- _Document excerpt_

--------

As radio announcers, Hendrixson and Blackton strike the perfect note of conviviality without chirpiness, and they embody the folks' absurdities without nudges, winks or blank pauses for laughs. In the world of Tuna, people have known each other all their lives and therefore have no boundaries between public and private life. Chain-smoking, gun-shop-owning Didi Snavely (Hendrixson in a rain coat, pumps and black wig) can rant on the call-in talk show and do a commercial spot on the Arles and Thurston show—"Does the high cost of security drive you blue?"
While the play does take us into the homes of individual characters, the radio show gives their lives texture in a found-art kind of way: announcements (church-group projects, auditions and the like), town news, the weather and a call-in sound-off show. We see the town from a variety of angles. Yet the insularity of Tuna comes through loud and clear when entire world news reports read like cut off telegrams of disaster: "Peace talks fail; war is imminent."

--------

- _Aim A_
In the review above, what does Hendrixson wear when playing Didi Snavely?

- _Provided records_
--------

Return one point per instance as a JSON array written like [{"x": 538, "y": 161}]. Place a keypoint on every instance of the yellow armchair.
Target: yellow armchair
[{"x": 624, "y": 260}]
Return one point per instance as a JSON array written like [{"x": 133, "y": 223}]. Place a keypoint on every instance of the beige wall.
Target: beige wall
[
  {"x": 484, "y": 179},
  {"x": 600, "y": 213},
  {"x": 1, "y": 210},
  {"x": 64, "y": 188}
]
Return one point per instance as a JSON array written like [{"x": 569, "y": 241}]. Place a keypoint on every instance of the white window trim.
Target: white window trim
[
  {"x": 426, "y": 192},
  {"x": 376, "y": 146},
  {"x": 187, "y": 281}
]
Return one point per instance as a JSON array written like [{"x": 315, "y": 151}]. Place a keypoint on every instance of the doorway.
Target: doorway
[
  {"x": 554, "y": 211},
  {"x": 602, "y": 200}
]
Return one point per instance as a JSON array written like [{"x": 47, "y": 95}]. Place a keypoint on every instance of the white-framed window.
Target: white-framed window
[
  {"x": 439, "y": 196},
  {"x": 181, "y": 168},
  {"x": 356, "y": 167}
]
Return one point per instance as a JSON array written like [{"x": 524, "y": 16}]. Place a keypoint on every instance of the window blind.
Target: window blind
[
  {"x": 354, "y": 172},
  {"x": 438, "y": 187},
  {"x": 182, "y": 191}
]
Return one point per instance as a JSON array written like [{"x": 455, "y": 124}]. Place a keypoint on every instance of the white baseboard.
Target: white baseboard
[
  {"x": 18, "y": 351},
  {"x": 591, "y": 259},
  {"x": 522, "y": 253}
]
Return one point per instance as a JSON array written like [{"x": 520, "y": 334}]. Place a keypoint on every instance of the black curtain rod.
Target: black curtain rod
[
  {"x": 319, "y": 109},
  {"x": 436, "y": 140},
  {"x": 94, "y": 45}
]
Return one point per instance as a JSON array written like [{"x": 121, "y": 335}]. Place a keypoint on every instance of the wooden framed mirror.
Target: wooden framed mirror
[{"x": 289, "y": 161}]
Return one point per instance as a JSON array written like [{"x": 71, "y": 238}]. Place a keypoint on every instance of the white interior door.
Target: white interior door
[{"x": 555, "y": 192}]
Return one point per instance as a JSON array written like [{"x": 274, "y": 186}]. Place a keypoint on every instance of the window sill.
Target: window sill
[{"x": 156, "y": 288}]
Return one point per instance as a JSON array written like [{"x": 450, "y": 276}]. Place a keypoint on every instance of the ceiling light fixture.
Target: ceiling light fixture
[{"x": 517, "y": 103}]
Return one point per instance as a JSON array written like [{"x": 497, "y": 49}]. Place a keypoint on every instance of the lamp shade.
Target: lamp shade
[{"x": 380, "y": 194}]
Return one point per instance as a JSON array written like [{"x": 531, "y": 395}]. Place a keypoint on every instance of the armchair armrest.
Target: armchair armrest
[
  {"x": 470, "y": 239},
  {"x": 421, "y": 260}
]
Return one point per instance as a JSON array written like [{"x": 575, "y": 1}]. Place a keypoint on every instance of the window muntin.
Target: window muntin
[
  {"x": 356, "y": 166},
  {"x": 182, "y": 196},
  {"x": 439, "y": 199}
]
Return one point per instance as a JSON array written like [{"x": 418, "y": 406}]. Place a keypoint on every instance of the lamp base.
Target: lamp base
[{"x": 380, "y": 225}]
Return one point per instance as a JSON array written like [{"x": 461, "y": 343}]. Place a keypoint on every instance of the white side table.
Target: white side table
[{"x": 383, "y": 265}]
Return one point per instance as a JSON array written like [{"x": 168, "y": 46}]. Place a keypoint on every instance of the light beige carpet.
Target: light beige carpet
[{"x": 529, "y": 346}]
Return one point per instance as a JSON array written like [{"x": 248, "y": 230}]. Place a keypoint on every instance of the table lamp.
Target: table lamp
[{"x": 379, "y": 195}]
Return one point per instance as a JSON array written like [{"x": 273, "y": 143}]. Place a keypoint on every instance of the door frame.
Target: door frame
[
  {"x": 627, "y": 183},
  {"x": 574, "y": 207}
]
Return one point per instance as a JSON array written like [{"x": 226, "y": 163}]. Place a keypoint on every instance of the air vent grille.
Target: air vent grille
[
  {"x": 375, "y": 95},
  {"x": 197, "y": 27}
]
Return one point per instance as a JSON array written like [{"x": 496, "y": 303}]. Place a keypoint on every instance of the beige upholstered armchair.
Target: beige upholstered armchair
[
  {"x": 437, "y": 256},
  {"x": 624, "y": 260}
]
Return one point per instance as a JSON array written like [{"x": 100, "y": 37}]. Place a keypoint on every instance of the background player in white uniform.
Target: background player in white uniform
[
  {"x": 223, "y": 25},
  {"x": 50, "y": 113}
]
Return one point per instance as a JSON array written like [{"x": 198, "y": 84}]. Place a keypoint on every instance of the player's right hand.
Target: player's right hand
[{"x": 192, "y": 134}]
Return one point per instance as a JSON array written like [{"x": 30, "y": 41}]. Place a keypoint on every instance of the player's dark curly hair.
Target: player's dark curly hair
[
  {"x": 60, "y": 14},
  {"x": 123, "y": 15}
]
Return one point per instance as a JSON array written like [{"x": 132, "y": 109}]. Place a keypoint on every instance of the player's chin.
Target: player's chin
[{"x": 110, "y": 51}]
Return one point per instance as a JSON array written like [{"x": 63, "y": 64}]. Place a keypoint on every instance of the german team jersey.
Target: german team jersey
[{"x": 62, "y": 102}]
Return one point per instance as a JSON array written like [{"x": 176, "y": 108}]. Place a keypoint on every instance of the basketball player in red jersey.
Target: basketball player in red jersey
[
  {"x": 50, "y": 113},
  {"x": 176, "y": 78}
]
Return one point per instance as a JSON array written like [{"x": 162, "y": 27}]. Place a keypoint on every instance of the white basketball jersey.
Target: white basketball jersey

--------

- _Aim B_
Locate every line in the listing that contains the string "team", matching case exactly, and copy each such line.

- _Written answer A_
A rain coat, pumps and a black wig.

- _Written answer B_
Return one point per instance as a JSON array written like [{"x": 63, "y": 64}]. Place a keypoint on every instance of the german team jersey.
Target: german team jersey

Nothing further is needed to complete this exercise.